-- START OF Records supplied --

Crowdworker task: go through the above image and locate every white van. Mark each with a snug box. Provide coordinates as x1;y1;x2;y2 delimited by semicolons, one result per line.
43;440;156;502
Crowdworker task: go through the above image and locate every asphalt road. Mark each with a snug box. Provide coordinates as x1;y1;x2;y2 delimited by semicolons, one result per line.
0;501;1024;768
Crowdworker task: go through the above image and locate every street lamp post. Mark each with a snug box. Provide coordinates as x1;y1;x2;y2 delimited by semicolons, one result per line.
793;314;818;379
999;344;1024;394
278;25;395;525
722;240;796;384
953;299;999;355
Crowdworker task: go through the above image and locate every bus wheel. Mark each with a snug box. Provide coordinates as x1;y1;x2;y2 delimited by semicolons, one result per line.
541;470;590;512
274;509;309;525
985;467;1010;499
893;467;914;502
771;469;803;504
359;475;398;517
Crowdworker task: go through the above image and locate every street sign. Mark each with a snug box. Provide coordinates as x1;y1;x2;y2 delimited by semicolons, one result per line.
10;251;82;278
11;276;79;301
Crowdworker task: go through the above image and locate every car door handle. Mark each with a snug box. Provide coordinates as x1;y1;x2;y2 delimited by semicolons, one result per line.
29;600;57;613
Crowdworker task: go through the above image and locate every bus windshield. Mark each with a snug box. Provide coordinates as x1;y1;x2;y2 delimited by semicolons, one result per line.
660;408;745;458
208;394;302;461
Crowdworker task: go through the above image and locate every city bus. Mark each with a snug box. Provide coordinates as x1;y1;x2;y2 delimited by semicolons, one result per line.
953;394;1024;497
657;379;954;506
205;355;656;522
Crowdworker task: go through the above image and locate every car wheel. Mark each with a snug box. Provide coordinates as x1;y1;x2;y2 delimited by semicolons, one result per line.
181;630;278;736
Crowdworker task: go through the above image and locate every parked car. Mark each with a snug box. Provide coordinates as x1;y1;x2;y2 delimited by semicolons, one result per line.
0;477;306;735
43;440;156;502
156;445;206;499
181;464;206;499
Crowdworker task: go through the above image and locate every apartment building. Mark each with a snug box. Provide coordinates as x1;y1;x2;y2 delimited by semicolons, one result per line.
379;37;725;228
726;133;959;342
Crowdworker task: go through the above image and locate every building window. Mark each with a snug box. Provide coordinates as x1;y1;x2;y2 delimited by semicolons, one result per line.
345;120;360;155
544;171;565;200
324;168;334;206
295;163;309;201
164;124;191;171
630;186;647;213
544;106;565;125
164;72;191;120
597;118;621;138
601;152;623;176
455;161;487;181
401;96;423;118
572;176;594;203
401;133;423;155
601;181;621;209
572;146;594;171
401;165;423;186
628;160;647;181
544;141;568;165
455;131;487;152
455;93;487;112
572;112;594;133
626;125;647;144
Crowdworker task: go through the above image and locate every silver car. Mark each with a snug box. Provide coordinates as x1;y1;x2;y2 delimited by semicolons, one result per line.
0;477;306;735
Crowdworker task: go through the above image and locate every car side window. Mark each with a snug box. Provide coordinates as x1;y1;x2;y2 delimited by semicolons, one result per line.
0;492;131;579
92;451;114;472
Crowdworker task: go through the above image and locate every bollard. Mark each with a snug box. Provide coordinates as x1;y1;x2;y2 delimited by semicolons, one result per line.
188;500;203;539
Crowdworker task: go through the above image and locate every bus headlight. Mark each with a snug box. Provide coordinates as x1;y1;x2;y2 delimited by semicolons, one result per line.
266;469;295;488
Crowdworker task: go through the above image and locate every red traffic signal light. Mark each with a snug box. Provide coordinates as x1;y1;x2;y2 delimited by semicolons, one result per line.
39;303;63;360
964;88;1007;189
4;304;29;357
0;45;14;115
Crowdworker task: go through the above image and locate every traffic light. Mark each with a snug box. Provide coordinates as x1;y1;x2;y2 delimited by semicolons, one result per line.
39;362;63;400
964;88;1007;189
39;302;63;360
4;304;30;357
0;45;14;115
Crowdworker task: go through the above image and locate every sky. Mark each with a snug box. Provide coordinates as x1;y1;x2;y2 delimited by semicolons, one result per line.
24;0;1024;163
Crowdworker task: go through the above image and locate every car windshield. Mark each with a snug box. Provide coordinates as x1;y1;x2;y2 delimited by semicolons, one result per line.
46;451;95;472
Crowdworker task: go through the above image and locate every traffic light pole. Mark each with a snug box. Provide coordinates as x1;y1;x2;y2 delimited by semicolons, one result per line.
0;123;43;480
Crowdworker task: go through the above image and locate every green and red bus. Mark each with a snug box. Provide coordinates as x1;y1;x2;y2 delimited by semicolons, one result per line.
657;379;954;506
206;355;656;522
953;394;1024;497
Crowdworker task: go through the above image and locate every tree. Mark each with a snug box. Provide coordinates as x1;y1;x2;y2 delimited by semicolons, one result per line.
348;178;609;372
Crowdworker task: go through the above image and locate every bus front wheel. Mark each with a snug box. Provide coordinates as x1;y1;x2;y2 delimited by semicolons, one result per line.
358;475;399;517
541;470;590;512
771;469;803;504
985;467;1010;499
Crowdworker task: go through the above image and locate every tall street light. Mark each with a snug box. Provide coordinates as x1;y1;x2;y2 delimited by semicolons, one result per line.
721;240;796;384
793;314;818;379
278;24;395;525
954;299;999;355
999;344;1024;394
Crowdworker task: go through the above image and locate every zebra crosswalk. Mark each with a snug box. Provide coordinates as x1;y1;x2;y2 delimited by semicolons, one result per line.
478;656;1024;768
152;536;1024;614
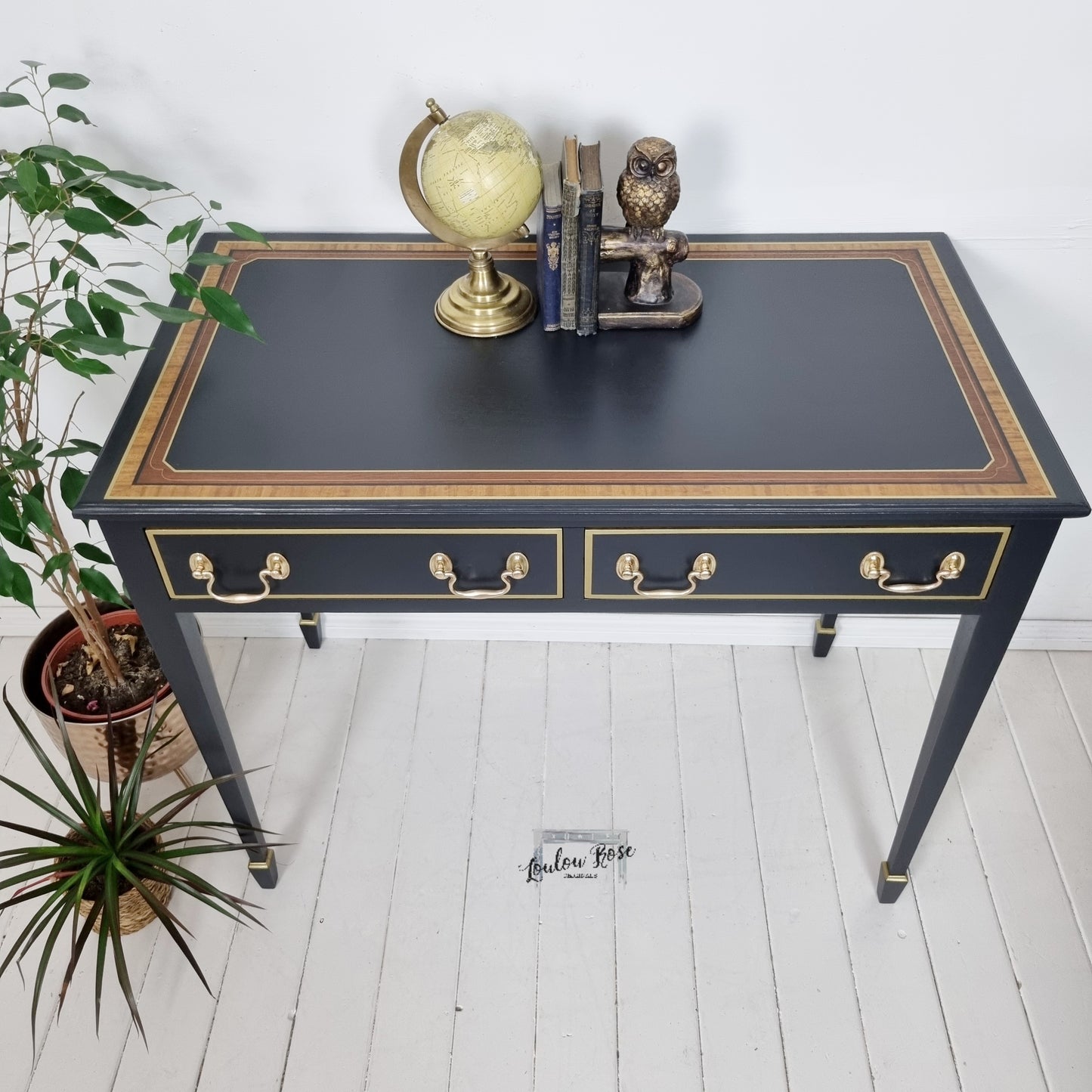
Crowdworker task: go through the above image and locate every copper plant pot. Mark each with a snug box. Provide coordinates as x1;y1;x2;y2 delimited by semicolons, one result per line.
22;603;198;781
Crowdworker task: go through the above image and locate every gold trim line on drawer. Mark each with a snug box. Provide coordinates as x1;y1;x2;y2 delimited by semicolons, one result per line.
144;527;565;602
584;526;1013;603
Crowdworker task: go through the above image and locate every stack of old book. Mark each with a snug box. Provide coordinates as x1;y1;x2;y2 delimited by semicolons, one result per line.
537;137;603;334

-- END OF Records supplied --

# [Aim of the task]
Transcribe every line of the listing above word for word, leaving out the pictures.

# [Output of the task]
Crowdworker task: go through the above image and locate every white van. Mark each with a snug box. Provide coordinates as x1;y1;x2;y2 delimited by semicolons, one result per line.
43;440;156;502
Crowdworker task: go through the above image and locate every asphalt road. Mark each with a snug box. Provide coordinates as x1;y1;x2;y2 delimited by semicolons, one result per line.
0;501;1024;768
Crowdworker task: go through the above image and locate every street lamp post. Mark each with a snug box. Provide coordinates as x1;y1;x2;y2 delimited by semicolons, one result per line.
793;314;818;379
999;344;1024;394
278;25;395;525
722;240;796;384
953;299;999;355
Crowdworker task: go through the above image and locate every bus wheel. Mark each with a snug box. Provide coordinates as x1;y1;x2;y2 delimited by semicolons, one result per line.
541;470;590;512
274;509;309;525
985;467;1010;499
893;467;914;502
771;469;803;504
359;475;398;517
Crowdworker task: go through the above image and locate every street sign. Mark each with a snug box. Provide coordinates as x1;y1;x2;y2 delimited by semicolons, one result per line.
10;251;82;278
11;276;79;301
Crowdworker task: go through the above image and locate every car door handle. Mark each with a snug box. Provide coordinates as x1;y1;x2;y2 delimited by semicolons, one result per line.
29;600;57;613
Crowdworker task: go through the above image and locate every bus windshield. Mark each with a snug box. Provide coordinates as x1;y1;x2;y2 delimited by semicolons, one result per line.
660;408;745;458
208;394;302;461
Crowdworker task: go through the above image and locate every city bus. Mark each with a snug box. Provide coordinates as x1;y1;x2;y2 delimited by semicolons, one result per line.
953;394;1024;497
657;379;954;506
205;355;656;522
Crowdworker task: go through the above image and locate every car wheel. Mark each with a snug box. Provide coordinates as x1;y1;x2;y2 delimited by semicolons, one result per line.
181;630;278;736
Crowdworker task: go through the above image and locate every parked car. Mark each with a snug box. Provide coordinates as x1;y1;x2;y2 delimited by semicolons, one result per line.
0;477;306;735
43;440;156;502
156;445;206;499
181;464;206;499
Crowdworker task: go through the above image and locate every apartment building. Mark each with a snug box. Provide coordinates as x1;y1;x2;y2 delimited by semicolons, one result per line.
379;37;725;228
726;133;959;342
Crowdworker task: go through the above image and locate every building window. Mark each with a snug box. Provide coordinates as x1;y1;x2;y2 delimited by semicolons, one result per line.
345;120;360;155
544;171;565;200
324;168;334;206
295;163;309;201
164;124;191;171
630;186;647;213
544;106;565;125
164;72;191;120
597;118;621;138
601;152;623;176
455;161;487;181
401;96;423;118
572;176;594;203
401;133;423;155
601;181;621;209
572;146;594;171
401;165;423;186
628;160;647;181
544;141;568;165
455;131;487;152
455;93;487;112
572;112;594;133
626;125;647;144
Crowdworker task: go through the above image and locate every silver car. Mark each with a snug box. Provide coordinates as x1;y1;x2;y2 delimited by semicolons, one result per line.
0;477;306;735
Crowdworker task: go through the above image and locate every car side window. Mark each with a snug box. Provide coordinates as x1;y1;x2;y2 delimited by semicolons, one result per line.
0;492;131;579
92;451;114;472
Crowdworker task: go through the above image and locate every bollard. Mark each with a snug box. Provide coordinates as x1;y1;x2;y2 delimited by semicolons, one result per line.
188;500;203;539
Crowdworker task: go through the above image and locate every bus headlight. Mark each with a snug box. Provide coordinates as x1;y1;x2;y2 delimited by semicolons, one result per line.
266;469;295;488
Crowdworker task: go through the above image and locate every red traffic signal light. Mark each with a snug box. Provide coordinates as x1;y1;x2;y2 delimited by semicolons, one result per line.
39;303;63;360
964;88;1007;189
4;304;29;357
0;45;14;115
Crowdworker task: go through the above image and locate every traffic light. Mark each with a snug box. Provide coordinates as x1;y1;x2;y2 delimited by semicolons, one result per line.
39;362;63;400
964;88;1007;189
39;302;63;360
4;304;30;357
0;45;14;115
Crowdworker task: go through the above image and locate every sky. Mark each with a snug box. Provide coordinates as x1;y1;x2;y2 delimited by semicolons, one result per line.
24;0;1024;163
Crowdworker task: go through the above image and locate every car windshield. Mark each with a snug box. Provide coordinates as x1;y1;x2;y2 delimited by semicolons, one result per line.
46;451;95;472
Crowdworker task: go through the above image and locate every traffic light pole. Mark each with a snug box. Provide coordinates as x1;y1;x2;y2 delimited by semicolons, one result per line.
0;123;43;480
Crowdworker task: go through the above image and locate every green and red bus. Mark each with a snug box. Provide coordinates as x1;y1;x2;y2 delimited by semicolons, one result per line.
657;379;954;506
206;355;656;522
953;394;1024;497
Crowdworker task: go through the above image and locate every tree. Mark each with a snug box. Provide coordinates as x1;y1;x2;y2 delimited by semicolons, one result per line.
348;178;609;372
Crowdworker task: go through the above image and locate every bus front wheel. Mark each with a snug box. Provide coordinates as x1;y1;x2;y2 delimited by semicolons, one result per line.
358;475;399;517
541;470;590;512
771;469;803;504
985;467;1010;499
Crowdworker task: go through the above image and locate every tall street light. Mark each with a snug box. Provide coordinates as x1;y1;x2;y2 delimited by semicolons, one result per line.
721;240;796;384
793;314;818;379
278;24;395;525
954;299;999;355
999;344;1024;394
Crowdworker task: go through the above image and locate every zebra crosswalk. Mark each with a snug box. Provide coordinates as x1;y1;x2;y2 delimited by semicolons, one result per line.
478;656;1024;768
152;536;1024;614
Crowdworker task: go through the above image and locate every copper plant pot. Mark each with a snug box. Provide coordinates as x1;y1;x2;y2 delimited by semicolons, one result per line.
22;603;198;781
Crowdworker task: go through the above image and locate every gold trim line on drawer. Mark each with a snug box. Provide coordinates as x1;y1;x2;y2 delimited by semicolons, one result per line.
144;527;565;602
584;526;1013;603
Crowdworker task: go through the above image and locate every stack of old book. Mark each with a snug box. Provide coordinates as x1;y1;x2;y2 delimited by semicolons, one result per line.
537;137;603;334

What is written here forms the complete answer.